(Beginning of Document section)
Since then, Lightrun has raised a further $83M through an $18M SAFE round in 2023, which Insight supported, and a $70M Series B, co-led by Insight in 2025. Revenues grew over 4x year over year in 2024, and the company now counts global enterprises such as Salesforce, Microsoft, AT&T, SAP, ADP, Priceline, and Inditex as clients.
“We founded Lightrun with the mission of streamlining software mediation,” says Peleg. “A few years [later], here we are serving some of the biggest customers across the globe. Now with AI, we’re going to automate the whole process of software mediation and debugging. Exciting times ahead.”
“Agentic AI is transforming troubleshooting software resilience”
As an expert in automation, Lightrun sees the AI revolution as a natural extension of its product philosophy. The company launched its first AI-based tool, the Runtime Autonomous AI Debugger, in mid-2024.
The tool correlates code changes, logs, runtime data, and observability signals to pinpoint the root cause — just as a software developer would, but faster and with perfect recall. “We literally go step by step and mimic the existing human behavior,” explains Peleg. “We simply streamline these processes that are currently manual to be a fully automated process driven by AI.”
With the rise of agentic AI, Lightrun is taking this further. “Agentic AI is transforming troubleshooting software resilience,” says Peleg. “We are orchestrating tens, and in the future, hundreds of Agents that are purposely built for troubleshooting different types of software issues.”
(End of Document section)
** Task instructions **
• a. According to the text on Lightrun, when did the company launch its first AI-based tool, the Runtime Autonomous AI Debugger?
• b. Turn the paragraph of the text on Lightrun that begins "Since then, Lightrun has raised" into a short bulleted list that keeps its main facts.
• c. Write a continuation of the text on Lightrun, starting after its final paragraph.
(Beginning of Data extract)
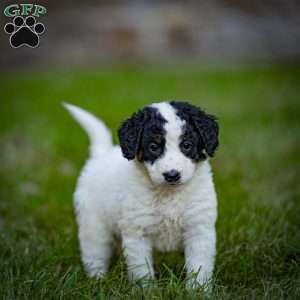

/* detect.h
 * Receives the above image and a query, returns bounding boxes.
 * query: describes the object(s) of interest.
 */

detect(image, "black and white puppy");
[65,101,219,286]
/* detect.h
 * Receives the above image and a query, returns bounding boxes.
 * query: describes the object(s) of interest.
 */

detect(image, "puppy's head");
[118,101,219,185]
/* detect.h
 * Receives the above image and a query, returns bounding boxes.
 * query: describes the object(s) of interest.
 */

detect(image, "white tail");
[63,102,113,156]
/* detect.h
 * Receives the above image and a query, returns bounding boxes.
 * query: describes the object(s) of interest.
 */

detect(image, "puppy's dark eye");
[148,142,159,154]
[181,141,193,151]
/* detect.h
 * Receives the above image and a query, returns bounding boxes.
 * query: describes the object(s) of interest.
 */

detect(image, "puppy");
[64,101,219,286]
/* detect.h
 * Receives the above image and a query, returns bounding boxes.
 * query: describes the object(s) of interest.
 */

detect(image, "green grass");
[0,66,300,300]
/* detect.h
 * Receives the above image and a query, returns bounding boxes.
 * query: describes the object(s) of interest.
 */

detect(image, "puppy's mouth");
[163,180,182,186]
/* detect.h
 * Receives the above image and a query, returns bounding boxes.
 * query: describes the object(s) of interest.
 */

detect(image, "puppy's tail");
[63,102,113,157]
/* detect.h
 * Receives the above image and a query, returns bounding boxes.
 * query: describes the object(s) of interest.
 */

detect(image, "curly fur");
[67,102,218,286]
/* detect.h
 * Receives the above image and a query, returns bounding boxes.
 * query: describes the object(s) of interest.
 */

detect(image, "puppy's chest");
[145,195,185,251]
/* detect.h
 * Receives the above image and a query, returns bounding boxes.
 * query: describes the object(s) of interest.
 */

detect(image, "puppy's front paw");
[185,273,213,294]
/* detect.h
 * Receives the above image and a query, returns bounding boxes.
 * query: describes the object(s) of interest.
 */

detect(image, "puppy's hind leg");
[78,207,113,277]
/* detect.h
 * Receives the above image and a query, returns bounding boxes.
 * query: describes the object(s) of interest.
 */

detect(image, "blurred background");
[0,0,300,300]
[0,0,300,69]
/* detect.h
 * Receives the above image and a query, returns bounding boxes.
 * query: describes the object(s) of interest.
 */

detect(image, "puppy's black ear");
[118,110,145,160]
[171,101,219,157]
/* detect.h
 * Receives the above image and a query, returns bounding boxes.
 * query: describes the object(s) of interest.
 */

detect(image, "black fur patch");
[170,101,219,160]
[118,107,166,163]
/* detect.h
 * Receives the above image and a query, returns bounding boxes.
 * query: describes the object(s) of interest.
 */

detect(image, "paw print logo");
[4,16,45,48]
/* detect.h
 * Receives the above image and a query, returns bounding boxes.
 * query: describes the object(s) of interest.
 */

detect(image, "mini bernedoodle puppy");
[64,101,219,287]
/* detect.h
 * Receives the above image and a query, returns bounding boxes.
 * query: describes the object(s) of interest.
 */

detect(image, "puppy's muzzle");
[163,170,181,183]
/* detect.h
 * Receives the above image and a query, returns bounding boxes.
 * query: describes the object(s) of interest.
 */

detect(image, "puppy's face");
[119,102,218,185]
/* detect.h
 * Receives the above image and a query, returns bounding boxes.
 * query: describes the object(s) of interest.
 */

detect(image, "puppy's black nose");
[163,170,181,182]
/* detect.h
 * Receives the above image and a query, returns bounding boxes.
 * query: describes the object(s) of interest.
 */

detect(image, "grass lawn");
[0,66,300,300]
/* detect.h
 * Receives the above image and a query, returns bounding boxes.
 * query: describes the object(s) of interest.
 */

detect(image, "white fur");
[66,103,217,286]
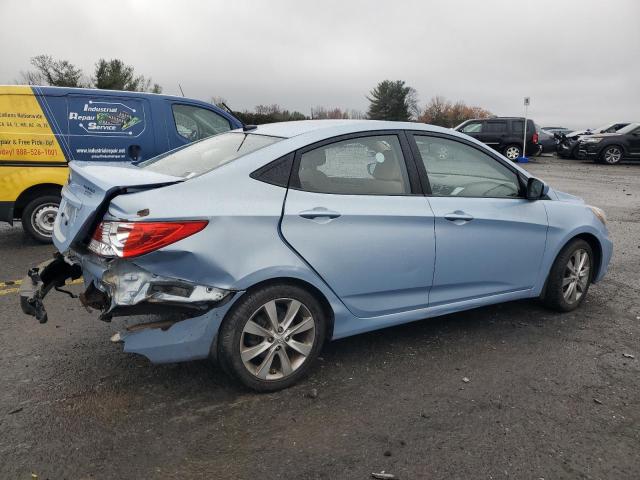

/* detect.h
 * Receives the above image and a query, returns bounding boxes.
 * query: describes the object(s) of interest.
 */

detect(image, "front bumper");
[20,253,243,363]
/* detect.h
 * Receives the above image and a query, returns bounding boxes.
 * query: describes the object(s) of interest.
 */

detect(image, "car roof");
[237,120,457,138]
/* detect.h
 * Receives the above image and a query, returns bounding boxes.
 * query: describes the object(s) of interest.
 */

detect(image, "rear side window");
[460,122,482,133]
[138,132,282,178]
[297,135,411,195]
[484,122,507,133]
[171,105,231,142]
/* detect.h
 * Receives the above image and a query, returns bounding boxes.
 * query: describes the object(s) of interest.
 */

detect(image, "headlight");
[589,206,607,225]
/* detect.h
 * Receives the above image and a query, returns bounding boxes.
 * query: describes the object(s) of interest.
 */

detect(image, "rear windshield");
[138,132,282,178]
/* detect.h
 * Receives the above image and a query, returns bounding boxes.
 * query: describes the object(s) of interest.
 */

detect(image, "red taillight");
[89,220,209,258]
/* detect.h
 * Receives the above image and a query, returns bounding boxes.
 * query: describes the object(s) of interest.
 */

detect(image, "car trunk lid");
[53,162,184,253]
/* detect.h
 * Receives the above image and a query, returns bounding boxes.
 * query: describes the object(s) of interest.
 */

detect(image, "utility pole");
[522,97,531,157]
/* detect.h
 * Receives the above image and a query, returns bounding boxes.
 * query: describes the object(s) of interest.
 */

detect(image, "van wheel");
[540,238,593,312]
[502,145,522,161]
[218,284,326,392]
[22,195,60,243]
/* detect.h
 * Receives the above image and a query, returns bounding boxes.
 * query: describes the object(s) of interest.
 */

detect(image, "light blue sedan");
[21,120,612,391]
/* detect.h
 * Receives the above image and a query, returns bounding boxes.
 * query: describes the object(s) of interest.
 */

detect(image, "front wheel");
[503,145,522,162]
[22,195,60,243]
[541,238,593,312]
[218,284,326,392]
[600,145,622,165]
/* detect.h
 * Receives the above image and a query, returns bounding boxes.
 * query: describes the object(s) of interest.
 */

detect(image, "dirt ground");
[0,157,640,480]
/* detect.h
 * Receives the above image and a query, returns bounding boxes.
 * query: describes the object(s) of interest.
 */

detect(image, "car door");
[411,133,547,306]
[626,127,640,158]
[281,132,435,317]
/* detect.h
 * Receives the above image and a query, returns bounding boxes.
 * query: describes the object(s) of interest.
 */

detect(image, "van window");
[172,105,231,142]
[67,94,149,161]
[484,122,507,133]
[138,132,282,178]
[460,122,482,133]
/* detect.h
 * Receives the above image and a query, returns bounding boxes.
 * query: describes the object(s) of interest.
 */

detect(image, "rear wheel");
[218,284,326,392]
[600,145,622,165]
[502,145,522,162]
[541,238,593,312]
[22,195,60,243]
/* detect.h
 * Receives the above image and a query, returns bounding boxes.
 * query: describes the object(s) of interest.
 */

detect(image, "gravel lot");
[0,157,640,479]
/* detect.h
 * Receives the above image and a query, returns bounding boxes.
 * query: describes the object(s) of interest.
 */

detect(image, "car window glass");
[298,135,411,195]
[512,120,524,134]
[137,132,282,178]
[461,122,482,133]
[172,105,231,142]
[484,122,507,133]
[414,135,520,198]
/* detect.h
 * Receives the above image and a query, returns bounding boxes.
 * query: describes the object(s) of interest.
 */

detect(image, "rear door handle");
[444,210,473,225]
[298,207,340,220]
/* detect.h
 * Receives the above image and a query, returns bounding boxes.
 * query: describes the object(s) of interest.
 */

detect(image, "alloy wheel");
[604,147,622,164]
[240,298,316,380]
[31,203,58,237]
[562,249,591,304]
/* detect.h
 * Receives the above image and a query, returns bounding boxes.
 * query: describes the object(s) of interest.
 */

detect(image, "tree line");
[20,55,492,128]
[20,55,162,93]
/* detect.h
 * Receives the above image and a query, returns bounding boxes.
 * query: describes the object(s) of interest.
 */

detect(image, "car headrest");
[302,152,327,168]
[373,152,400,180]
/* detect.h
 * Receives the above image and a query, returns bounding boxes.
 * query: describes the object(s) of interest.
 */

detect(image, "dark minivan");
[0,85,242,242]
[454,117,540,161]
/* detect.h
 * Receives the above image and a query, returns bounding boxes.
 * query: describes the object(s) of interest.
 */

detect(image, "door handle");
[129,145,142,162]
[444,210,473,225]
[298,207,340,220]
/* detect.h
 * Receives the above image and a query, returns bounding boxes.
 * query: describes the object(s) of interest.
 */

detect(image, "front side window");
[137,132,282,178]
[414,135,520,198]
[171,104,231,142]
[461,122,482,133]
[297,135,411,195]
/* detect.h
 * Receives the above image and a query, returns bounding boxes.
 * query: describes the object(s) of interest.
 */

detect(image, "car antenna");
(End of Data extract)
** Answer set **
• a. In mid-2024.

• b.
- Lightrun has raised a further $83M: an $18M SAFE round in 2023, supported by Insight, and a $70M Series B in 2025, co-led by Insight.
- Revenues grew more than 4x year over year in 2024.
- Clients include global enterprises such as Salesforce, Microsoft, AT&T, SAP, ADP, Priceline, and Inditex.

• c.
These specialized Agents — designed to think like performance engineers, site reliability engineers, or security analysts — work together to identify, diagnose, and even remediate failures across the SDLC.
However, Peleg emphasizes that the goal isn’t just speed, but safety. “We keep innovating and keep embracing AI,” he says. “We also [stay] responsible about how we use AI safely. As you move fast, you also tend to break things.”
He warns against overloading software and deployments with code. “More lines of code eventually might also introduce much more risk, more software issues, bugs, hallucinations, and it becomes hard for developers [and] engineers to fully understand what’s going on.”
Lightrun helps teams move fast without “breaking” anything by fixing things before they even have an impact.
“We are [encouraging] everyone to think much more systematically and shift from doing repetitive functional work to more architectural, data-driven decision making.”
AI is also reshaping how Lightrun itself operates, giving the team granular visibility into each of its clients’ needs. “It was very hard to know what [was] actually happening on the customer front,” says Peleg. “But now, suddenly, we can ask AI [for] a breakdown of the very specific challenges that the customer is facing.”
Ultimately, Lightrun sees AI not as an assistant, but as an accelerator — one that amplifies human intelligence, improves resilience, and shortens the time between problem and solution. “We are [encouraging] everyone to think much more systematically and shift from doing repetitive functional work to more architectural, data-driven decision making.”
The future is self-healing
Peleg believes that as AI becomes woven into every layer of software, resilience — the ability to detect, understand, and recover from failure — will define the next era of computing. “Software is already running the world,” he says. “With AI, we’ll have even more software surfaces out there. The resilience part of it is becoming even more critical.”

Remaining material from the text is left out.